▸ DESCRIPTION OF THE TASK: Pull out every line of the listing below that contains the string "stone". Case matters.

▸ EXTRACTED ENTRIES:
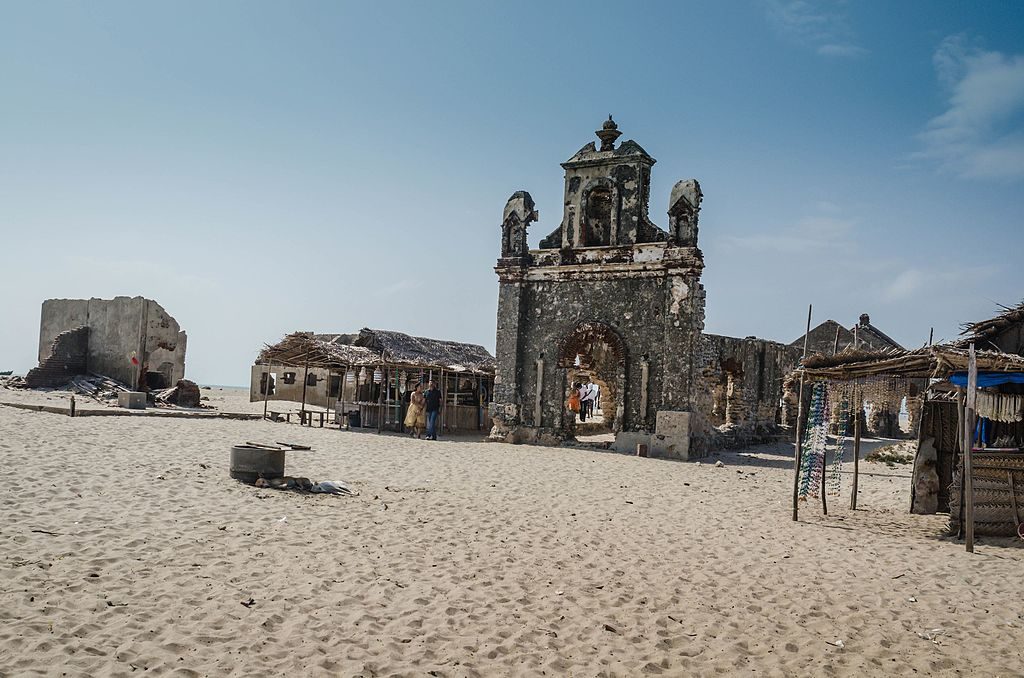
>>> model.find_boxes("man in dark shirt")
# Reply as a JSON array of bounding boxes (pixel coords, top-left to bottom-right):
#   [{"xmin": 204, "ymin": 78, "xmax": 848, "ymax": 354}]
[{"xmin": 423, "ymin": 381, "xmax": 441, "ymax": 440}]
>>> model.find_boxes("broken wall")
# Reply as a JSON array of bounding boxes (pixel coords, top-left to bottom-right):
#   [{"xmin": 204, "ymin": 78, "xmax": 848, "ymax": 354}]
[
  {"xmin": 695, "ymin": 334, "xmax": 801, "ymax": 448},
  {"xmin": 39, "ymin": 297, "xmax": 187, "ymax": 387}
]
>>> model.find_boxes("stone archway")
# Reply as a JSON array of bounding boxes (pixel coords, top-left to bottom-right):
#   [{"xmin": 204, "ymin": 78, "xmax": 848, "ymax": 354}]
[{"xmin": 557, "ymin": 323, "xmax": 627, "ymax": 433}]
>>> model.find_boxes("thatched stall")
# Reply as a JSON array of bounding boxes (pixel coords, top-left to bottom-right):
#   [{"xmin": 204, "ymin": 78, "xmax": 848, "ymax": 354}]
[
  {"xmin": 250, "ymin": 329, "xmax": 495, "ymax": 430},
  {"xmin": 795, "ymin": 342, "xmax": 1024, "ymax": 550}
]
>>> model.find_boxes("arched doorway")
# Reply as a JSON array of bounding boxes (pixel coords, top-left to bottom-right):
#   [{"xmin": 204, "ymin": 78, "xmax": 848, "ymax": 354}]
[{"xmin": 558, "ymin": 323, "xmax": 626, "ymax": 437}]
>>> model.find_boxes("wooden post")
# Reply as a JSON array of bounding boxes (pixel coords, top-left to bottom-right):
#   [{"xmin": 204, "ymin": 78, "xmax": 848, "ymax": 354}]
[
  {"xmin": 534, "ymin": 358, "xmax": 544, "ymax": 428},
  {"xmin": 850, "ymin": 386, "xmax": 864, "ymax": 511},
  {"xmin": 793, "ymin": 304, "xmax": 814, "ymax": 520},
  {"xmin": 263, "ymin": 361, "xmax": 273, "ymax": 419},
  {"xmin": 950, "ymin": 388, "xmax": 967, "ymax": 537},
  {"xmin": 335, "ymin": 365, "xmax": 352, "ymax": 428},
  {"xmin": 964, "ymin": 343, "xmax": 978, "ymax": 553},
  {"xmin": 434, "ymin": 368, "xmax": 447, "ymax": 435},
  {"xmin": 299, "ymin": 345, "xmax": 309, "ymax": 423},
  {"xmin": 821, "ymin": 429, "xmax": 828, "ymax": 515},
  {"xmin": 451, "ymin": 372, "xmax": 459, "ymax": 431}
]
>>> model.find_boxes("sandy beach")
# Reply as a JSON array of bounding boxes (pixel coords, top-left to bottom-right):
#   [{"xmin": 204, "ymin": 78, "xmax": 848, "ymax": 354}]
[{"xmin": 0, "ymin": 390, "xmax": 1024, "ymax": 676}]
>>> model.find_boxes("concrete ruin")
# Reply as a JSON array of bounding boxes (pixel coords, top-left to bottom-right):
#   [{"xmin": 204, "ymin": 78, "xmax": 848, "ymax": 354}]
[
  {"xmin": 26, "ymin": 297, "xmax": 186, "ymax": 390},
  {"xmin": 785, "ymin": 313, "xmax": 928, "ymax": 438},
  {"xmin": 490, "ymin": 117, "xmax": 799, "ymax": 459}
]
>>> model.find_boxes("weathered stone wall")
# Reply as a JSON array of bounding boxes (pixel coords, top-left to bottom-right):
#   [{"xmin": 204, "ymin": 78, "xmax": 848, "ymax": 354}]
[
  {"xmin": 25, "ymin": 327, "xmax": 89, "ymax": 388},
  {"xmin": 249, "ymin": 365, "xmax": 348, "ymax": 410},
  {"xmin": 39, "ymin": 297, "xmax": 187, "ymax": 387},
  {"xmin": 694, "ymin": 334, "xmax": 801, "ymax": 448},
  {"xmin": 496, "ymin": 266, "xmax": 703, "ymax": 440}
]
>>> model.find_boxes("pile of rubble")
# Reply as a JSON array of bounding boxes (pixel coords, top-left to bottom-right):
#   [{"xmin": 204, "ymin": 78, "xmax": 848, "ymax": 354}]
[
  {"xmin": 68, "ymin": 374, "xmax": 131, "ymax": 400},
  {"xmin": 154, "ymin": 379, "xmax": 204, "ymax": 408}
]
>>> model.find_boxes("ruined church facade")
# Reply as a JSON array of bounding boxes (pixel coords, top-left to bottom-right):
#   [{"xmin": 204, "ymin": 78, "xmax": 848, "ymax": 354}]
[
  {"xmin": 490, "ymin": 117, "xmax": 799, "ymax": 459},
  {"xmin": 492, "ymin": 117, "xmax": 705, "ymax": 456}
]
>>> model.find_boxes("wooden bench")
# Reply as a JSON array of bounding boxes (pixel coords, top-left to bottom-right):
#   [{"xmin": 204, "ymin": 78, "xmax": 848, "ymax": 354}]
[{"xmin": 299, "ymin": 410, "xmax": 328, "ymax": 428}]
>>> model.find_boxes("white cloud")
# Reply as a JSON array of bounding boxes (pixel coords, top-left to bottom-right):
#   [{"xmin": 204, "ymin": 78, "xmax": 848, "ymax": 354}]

▸ RESPONSE FOR THIS EXERCISE:
>>> model.find_boxes("stone archway")
>>> model.find_boxes("weathered stone wall")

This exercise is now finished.